* **Text shown**:
· · · ·
# Paramount Goes HD DVD Exclusive!



## Tommy (Apr 20, 2006)

Paramount Press release on HD DVD exclusivity 

--------------------------------------------------------------------------------

PARAMOUNT AND DREAMWORKS ANIMATION EACH DECLARE EXCLUSIVE SUPPORT FOR HD DVD

Movies Distributed by Paramount Home Entertainment Including Paramount Pictures, DreamWorks Animation SKG, DreamWorks Pictures, Paramount Vantage, Nickelodeon Movies and MTV Films to be Released Exclusively in HD DVD

*Exclusive Program To Begin with Release of “Blades of Glory,” Followed by “Transformers” and “Shrek the Third,” Films Representing More Than $1.5 Billion in Combined Worldwide Box Office *

Los Angeles, CA, August 20, 2007 – Paramount Pictures, a unit of Viacom Inc. (NYSE: VIA and VIA.B) and DreamWorks Animation SKG (NYSEWA), each announced today that they will exclusively support the next-generation HD DVD format on a worldwide basis. The exclusive HD DVD commitment will include all movies distributed by Paramount Pictures, DreamWorks Pictures, Paramount Vantage, Nickelodeon Movies and MTV Films, as well as movies from DreamWorks Animation, which are distributed exclusively by Paramount Home Entertainment.
· · · ·
* **Supplied records**:
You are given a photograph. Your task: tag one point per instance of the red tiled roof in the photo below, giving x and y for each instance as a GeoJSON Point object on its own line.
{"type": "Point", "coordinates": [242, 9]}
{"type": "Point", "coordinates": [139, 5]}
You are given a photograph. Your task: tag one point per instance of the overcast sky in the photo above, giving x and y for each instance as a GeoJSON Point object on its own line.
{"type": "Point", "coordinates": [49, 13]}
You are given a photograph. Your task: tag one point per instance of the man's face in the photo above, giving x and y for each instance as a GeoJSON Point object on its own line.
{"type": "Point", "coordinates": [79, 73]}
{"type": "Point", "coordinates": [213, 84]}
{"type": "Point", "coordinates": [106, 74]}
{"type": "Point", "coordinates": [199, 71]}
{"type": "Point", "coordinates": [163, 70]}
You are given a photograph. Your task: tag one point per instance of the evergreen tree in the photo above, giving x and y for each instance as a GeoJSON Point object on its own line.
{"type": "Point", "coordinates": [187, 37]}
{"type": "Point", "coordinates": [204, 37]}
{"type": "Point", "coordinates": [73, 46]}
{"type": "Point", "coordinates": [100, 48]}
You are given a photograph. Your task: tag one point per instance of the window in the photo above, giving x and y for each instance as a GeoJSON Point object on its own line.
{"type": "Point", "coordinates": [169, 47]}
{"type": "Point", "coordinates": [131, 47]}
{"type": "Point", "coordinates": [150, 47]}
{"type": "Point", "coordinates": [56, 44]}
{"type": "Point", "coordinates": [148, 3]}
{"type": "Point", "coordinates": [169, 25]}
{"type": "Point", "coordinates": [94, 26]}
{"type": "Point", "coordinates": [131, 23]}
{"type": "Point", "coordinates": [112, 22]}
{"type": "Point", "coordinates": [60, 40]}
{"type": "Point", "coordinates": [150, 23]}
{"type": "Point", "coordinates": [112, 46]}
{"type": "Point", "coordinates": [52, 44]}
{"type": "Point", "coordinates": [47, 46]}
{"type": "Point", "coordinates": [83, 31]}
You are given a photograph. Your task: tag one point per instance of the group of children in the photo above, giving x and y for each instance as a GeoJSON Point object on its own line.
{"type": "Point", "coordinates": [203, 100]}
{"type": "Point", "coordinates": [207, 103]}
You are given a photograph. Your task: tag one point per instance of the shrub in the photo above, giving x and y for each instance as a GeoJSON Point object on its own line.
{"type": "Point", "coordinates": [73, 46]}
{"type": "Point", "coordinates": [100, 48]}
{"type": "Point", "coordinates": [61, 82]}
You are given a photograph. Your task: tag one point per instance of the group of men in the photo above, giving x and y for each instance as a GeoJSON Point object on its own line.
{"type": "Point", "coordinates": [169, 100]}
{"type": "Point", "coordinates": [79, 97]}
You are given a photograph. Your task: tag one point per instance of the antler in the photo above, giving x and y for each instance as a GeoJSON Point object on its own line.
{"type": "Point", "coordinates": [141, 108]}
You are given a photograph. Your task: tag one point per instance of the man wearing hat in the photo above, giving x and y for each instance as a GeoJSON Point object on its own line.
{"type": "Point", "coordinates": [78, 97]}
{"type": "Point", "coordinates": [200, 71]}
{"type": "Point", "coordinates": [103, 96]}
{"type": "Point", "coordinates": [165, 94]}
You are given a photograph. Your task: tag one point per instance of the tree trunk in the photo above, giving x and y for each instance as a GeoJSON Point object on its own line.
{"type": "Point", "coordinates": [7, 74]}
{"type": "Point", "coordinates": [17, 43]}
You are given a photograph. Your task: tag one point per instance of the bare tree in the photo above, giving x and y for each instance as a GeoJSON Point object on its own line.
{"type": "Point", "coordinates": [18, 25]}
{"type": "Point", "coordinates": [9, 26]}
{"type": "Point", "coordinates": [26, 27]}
· · · ·
* **Problems**:
- a) From the HD DVD announcement, write out the passage starting with "Los Angeles, CA, August" and going on through "Paramount Home Entertainment.".
- b) Answer the following from the HD DVD announcement:
(i) With the release of which film does the exclusive program begin?
(ii) Of which company is Paramount Pictures described as a unit?
(iii) Whose movies are distributed exclusively by Paramount Home Entertainment?
- c) Recast the paragraph of the HD DVD announcement that opens with "Los Angeles, CA" as a brief bulleted list, keeping its main facts.

* **Task-by-task solutions**:
- a)
Los Angeles, CA, August 20, 2007 – Paramount Pictures, a unit of Viacom Inc. (NYSE: VIA and VIA.B) and DreamWorks Animation SKG (NYSEWA), each announced today that they will exclusively support the next-generation HD DVD format on a worldwide basis. The exclusive HD DVD commitment will include all movies distributed by Paramount Pictures, DreamWorks Pictures, Paramount Vantage, Nickelodeon Movies and MTV Films, as well as movies from DreamWorks Animation, which are distributed exclusively by Paramount Home Entertainment.

- b)
(i) "Blades of Glory"
(ii) Viacom Inc.
(iii) DreamWorks Animation's

- c)
- Paramount Pictures, a unit of Viacom Inc., and DreamWorks Animation SKG each announced exclusive worldwide support for the HD DVD format.
- The commitment covers all movies distributed by Paramount Pictures, DreamWorks Pictures, Paramount Vantage, Nickelodeon Movies and MTV Films.
- It also covers movies from DreamWorks Animation, which Paramount Home Entertainment distributes exclusively.